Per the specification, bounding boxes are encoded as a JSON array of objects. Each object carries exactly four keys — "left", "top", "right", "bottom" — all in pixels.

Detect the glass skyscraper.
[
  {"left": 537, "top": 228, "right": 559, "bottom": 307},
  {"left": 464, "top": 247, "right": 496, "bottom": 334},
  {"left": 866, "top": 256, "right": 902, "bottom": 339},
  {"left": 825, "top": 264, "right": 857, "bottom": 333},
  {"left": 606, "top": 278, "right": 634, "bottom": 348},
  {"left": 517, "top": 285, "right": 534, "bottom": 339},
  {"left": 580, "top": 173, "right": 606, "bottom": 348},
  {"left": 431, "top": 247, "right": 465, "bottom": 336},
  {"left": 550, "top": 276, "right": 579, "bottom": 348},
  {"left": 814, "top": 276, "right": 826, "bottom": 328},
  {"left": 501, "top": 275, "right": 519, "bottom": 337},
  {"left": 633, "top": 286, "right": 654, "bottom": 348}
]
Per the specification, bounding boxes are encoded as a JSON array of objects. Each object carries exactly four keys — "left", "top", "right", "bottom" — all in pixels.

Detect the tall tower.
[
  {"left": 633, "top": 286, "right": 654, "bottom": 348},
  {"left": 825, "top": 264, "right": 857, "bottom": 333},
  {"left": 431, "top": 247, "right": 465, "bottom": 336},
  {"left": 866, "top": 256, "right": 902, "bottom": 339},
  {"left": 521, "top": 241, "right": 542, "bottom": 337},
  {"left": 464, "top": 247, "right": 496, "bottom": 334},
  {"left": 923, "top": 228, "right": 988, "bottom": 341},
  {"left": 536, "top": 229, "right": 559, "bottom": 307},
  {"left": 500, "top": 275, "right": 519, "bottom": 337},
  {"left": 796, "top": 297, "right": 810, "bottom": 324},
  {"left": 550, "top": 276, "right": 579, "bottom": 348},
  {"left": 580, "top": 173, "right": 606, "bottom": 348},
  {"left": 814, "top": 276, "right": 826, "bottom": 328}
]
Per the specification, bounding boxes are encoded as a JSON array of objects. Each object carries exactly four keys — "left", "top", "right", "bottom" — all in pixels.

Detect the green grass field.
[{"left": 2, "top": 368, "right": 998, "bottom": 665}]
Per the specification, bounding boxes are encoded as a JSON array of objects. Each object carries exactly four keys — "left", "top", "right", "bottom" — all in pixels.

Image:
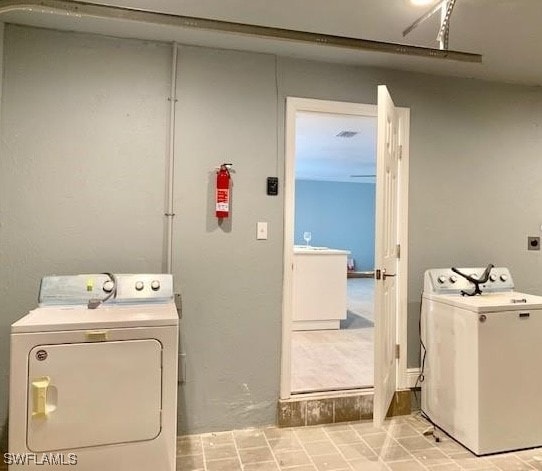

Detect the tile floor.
[
  {"left": 291, "top": 279, "right": 375, "bottom": 393},
  {"left": 291, "top": 329, "right": 373, "bottom": 392},
  {"left": 177, "top": 414, "right": 542, "bottom": 470}
]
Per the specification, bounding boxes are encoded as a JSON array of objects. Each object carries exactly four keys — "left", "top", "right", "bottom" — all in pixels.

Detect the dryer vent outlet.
[{"left": 528, "top": 236, "right": 540, "bottom": 251}]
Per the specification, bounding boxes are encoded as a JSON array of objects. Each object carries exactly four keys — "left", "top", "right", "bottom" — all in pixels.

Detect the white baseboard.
[{"left": 406, "top": 368, "right": 421, "bottom": 388}]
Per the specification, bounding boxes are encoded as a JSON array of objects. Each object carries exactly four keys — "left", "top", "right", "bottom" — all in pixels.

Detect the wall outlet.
[{"left": 528, "top": 236, "right": 540, "bottom": 251}]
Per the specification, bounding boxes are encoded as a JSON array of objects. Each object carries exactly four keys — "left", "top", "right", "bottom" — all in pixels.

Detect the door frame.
[{"left": 280, "top": 96, "right": 410, "bottom": 399}]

----------------

▸ **PROBLEM REQUIREMENTS**:
Give back word for word the lines from the one containing "Detect the green grass field." through the final line of the data above. Pictures are to be left out.

▸ **YOUR SOLUTION**:
Detect the green grass field.
[{"left": 2, "top": 368, "right": 998, "bottom": 665}]
Per the specification, bounding boxes are encoded as a JSON array of objects. Each object carries exactly four keys — "left", "top", "right", "bottom" — all in pixels.

Image:

Detect the tile floor.
[
  {"left": 291, "top": 279, "right": 375, "bottom": 393},
  {"left": 291, "top": 329, "right": 373, "bottom": 392},
  {"left": 177, "top": 414, "right": 542, "bottom": 470}
]
Per the specification, bounding boxes are encoded as a JSON array of objects. Each object carries exactly four keys — "left", "top", "right", "bottom" — all in pixels.

Detect the dryer vent outlet.
[{"left": 528, "top": 236, "right": 540, "bottom": 251}]
Per the specification, bounding boxes are encoded as a JSON array of objects. Each object carries exactly four keys — "left", "top", "right", "bottom" — all in pixels.

Detect the white baseboard.
[{"left": 406, "top": 368, "right": 421, "bottom": 388}]
Per the specification, bounding boxes are encoded as a JSON array of objects. Each object carries exactly four keys — "left", "top", "right", "bottom" — all in pixels.

Detect the wall outlet.
[{"left": 528, "top": 236, "right": 540, "bottom": 251}]
Per the specification, bounding boxes are encoded as a JSON array of objects. Each object carries exactly four keys — "left", "top", "right", "bottom" — all in pixels.

Detect the door frame.
[{"left": 280, "top": 96, "right": 410, "bottom": 399}]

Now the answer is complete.